Tuesday, November 10, 2009

The Language of Love (by Reese)

As I have yet to get my hands on one of Lizzie's most precious hot-and-heavy romance novels and do a "true and deep" analysis of it, I thought I'd occupy my time by revealing to the hungry eyes of all you readers the pulsing, heaving extent of, um, "descriptive" language used in every inch of the romance novel--even the summaries of books themselves, which don't explicitly refer to sex. Consider this example, from eHarlequin.com:


by Megan Hart 

Twenty years ago she had her whole life spread out before her. She was Bess Walsh, a fresh-scrubbed, middle-class student ready to conquer the design world. And she was taken. Absolutely and completely. 
But not by Andy, her well-groomed, intellectual boyfriend who had hinted more than once about a ring. No. During that hot summer as a waitress and living on the beach, she met Nick, the moody, dark-haired, local bad boy. He was, to put it mildly, not someone she could take home to Daddy.
Instead, Nick became her dirty little secret— a fervent sexual accomplice who knew how to ignite an all-consuming obsession she had no idea she carried deep within her.

Bess had always wondered what happened to Nick after that summer, after their promise to meet again. And now, back at the beach house and taking a break from responsibility, from marriage, from life, she discovers his heartbreaking fate—and why he never came back for her. Suddenly Nick's name is on her lips…his hands on her thighsdark hair and eyes called back from the swirling gray of purgatory's depths.

Dead, alive, or something in between, they can't stop their hunger.

She wouldn't dare.

(my highlights)

PROVIDED MATERIAL

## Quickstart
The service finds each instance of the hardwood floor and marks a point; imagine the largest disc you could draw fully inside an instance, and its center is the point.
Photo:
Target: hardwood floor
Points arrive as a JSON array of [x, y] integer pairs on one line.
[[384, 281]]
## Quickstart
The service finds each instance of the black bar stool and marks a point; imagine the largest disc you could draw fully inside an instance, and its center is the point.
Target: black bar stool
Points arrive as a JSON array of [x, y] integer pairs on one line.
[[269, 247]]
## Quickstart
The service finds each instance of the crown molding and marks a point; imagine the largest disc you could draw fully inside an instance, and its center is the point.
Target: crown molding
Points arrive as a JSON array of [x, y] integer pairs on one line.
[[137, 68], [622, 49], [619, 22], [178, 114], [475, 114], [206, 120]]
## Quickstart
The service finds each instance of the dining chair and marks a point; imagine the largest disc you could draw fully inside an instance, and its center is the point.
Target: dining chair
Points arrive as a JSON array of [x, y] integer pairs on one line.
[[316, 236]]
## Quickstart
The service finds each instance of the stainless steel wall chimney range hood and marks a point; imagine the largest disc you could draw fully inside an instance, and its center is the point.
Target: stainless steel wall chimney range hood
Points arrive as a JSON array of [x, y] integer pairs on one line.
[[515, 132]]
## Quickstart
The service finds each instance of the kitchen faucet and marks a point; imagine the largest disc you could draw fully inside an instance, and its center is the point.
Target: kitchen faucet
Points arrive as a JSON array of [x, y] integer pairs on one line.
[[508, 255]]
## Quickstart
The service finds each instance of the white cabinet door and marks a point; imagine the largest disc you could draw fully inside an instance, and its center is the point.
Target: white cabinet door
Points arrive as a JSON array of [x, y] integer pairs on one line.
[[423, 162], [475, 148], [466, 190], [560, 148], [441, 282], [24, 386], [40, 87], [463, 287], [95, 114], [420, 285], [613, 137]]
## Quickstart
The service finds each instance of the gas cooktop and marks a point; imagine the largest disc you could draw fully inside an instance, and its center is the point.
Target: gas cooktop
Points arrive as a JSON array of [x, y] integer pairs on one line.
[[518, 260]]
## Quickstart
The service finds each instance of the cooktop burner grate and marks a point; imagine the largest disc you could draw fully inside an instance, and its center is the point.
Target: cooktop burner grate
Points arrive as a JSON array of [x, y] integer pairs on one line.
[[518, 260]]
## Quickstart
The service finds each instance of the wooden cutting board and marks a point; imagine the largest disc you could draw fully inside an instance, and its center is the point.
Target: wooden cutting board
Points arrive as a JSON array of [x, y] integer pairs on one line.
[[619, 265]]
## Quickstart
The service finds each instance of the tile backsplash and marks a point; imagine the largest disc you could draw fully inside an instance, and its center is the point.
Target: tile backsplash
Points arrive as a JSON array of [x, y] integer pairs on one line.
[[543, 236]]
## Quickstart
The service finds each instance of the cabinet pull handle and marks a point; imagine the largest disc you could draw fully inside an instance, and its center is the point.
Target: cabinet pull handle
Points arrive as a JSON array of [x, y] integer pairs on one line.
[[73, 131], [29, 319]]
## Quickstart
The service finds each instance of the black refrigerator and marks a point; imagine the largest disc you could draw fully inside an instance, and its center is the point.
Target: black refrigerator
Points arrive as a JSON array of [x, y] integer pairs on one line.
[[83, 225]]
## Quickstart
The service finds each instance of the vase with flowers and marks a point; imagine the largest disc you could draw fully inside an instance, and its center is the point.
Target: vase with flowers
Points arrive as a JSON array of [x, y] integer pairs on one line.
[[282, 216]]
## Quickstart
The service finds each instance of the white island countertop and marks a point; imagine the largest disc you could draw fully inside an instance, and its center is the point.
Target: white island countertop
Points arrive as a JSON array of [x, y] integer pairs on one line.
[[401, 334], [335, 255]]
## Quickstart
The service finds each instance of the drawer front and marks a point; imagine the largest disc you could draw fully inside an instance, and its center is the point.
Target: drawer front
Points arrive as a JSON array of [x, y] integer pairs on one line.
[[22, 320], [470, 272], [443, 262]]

EXERCISES TO COMPLETE
- a) According to the blog post on romance-novel language, which website supplied the example book summary?
- b) Continue the blog post on romance-novel language from its final line.

RESPONSES BY TASK
- a) eHarlequin.com

- b)
Of course, not all romance writers adhere to this particular philosophy. Take this, er, confident woman from AllExperts.com, in response to an inquiry about what sort of language should be used in in writing this sort of book:

"Personally, I'm not a fan of the flowery filler-words used in older romance novels. I'd rather them just get straight to the point with the real word."

Well, okay then.

(image via eHarlequin.com)


  1. thanks for outshining me on my own blog, bitch.

  2. Unfortunately for me, Walmart doesn't even carry my book.

    I could probably list the page numbers where I used the word quivering though...


  3. Haha. Sorry mMm... hope this wasn't offensive! It's all in good fun.

  4. No worries. Maybe you'll give the book a try and be pleasantly surprised... ;)

    And Walmart really doesn't carry it!

  5. It does sound intriguing. And while this blog is technically centered around Walmart-carried novels, I'm just guest blogging here, so I really can bend the rules a bit...

  6. Reese, I'll send you one. All I ask is that you give it an honest chance and if you like it, you tell a lot of people to buy it. Send your mailing address to me at readinbed@gmail.com and I'll send you a book.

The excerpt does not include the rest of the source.